§ WHAT IS NEEDED
Once the line with "Query: leafy foliage" has been located in the records below, set down that line and all subsequent lines exactly, omitting the pictures.

§ RECORDS SHOWN
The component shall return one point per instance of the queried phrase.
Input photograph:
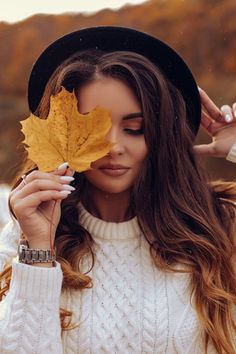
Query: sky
(16, 10)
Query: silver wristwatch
(28, 255)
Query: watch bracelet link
(29, 256)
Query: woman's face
(116, 172)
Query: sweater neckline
(99, 228)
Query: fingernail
(67, 178)
(65, 193)
(228, 118)
(63, 166)
(68, 187)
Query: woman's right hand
(36, 204)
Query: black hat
(108, 38)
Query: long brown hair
(185, 219)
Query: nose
(114, 137)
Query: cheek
(140, 151)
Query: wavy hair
(185, 219)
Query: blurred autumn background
(203, 32)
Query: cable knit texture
(132, 307)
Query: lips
(114, 170)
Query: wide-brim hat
(110, 38)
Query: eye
(134, 131)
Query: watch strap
(232, 154)
(29, 256)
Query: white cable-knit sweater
(132, 307)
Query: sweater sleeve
(29, 314)
(9, 238)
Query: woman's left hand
(220, 125)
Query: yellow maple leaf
(67, 135)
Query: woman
(145, 243)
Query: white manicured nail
(63, 166)
(228, 118)
(66, 178)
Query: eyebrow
(133, 116)
(128, 116)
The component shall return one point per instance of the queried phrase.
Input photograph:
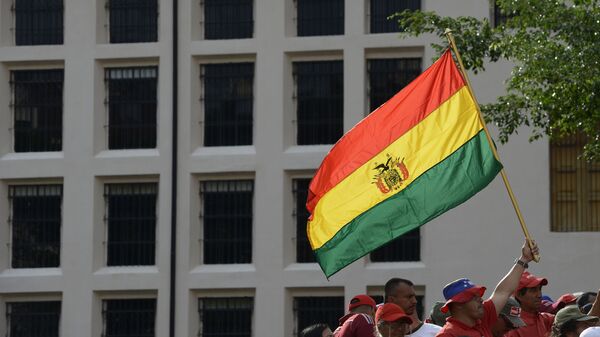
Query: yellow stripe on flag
(445, 130)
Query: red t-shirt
(538, 325)
(483, 327)
(355, 325)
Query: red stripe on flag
(386, 124)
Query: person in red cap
(529, 295)
(359, 320)
(402, 293)
(470, 315)
(392, 321)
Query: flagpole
(448, 33)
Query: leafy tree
(554, 87)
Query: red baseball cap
(529, 280)
(390, 312)
(460, 291)
(359, 300)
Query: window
(35, 221)
(129, 318)
(37, 102)
(228, 103)
(227, 220)
(228, 19)
(304, 251)
(133, 20)
(131, 107)
(312, 310)
(33, 319)
(131, 223)
(404, 248)
(420, 301)
(320, 17)
(319, 95)
(38, 22)
(499, 16)
(388, 76)
(380, 10)
(574, 187)
(225, 316)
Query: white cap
(591, 332)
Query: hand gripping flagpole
(448, 33)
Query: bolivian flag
(418, 155)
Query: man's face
(393, 329)
(502, 326)
(531, 300)
(405, 298)
(474, 308)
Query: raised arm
(509, 283)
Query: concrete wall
(479, 239)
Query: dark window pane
(38, 105)
(320, 101)
(36, 221)
(320, 17)
(133, 21)
(228, 19)
(227, 220)
(388, 76)
(499, 16)
(131, 220)
(313, 310)
(225, 317)
(574, 187)
(132, 95)
(420, 306)
(129, 318)
(404, 248)
(304, 252)
(38, 22)
(381, 9)
(228, 103)
(33, 319)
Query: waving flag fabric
(418, 155)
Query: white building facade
(262, 90)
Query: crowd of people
(516, 308)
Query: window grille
(574, 187)
(133, 20)
(35, 221)
(131, 102)
(228, 19)
(313, 310)
(388, 76)
(404, 248)
(131, 223)
(38, 22)
(228, 103)
(420, 306)
(319, 95)
(129, 318)
(380, 10)
(304, 252)
(225, 316)
(227, 220)
(37, 103)
(320, 17)
(33, 319)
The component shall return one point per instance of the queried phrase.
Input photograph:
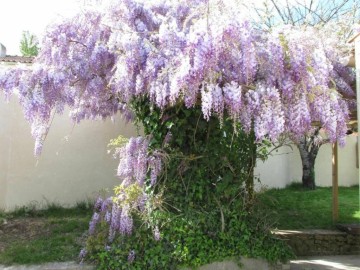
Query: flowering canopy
(192, 52)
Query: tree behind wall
(29, 45)
(338, 17)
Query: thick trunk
(249, 183)
(308, 178)
(308, 152)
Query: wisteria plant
(210, 91)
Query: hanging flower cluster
(186, 52)
(134, 167)
(190, 52)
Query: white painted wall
(68, 171)
(285, 166)
(75, 170)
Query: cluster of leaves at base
(205, 213)
(184, 242)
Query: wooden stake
(335, 173)
(357, 68)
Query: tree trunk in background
(309, 149)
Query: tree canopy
(210, 89)
(190, 52)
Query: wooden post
(335, 182)
(357, 73)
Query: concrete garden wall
(75, 169)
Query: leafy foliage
(200, 209)
(29, 45)
(210, 90)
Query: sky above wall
(17, 16)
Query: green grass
(55, 234)
(296, 208)
(58, 233)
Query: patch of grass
(296, 208)
(37, 236)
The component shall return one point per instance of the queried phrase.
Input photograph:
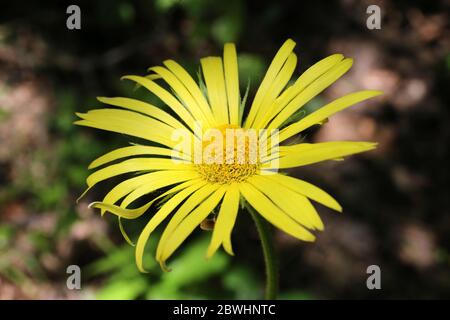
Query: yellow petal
(130, 123)
(192, 87)
(273, 214)
(189, 102)
(272, 72)
(133, 165)
(162, 213)
(316, 87)
(294, 204)
(326, 111)
(232, 81)
(311, 74)
(134, 151)
(307, 189)
(157, 184)
(215, 84)
(166, 97)
(145, 108)
(275, 88)
(296, 155)
(124, 233)
(137, 212)
(182, 212)
(188, 225)
(225, 221)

§ WRITTEN ANSWER
Query: leafy foliage
(200, 209)
(29, 45)
(210, 90)
Query: sky above wall
(17, 16)
Query: green grass
(55, 234)
(296, 208)
(58, 233)
Query: patch of grass
(296, 208)
(37, 236)
The component shall return one point per instance of the queried phrase.
Input photograph:
Query: yellow petal
(130, 123)
(192, 87)
(273, 214)
(189, 102)
(272, 72)
(133, 165)
(162, 213)
(316, 87)
(294, 204)
(326, 111)
(232, 81)
(311, 74)
(134, 151)
(307, 189)
(157, 184)
(215, 84)
(166, 97)
(145, 108)
(275, 88)
(296, 155)
(124, 233)
(137, 212)
(182, 212)
(188, 225)
(225, 221)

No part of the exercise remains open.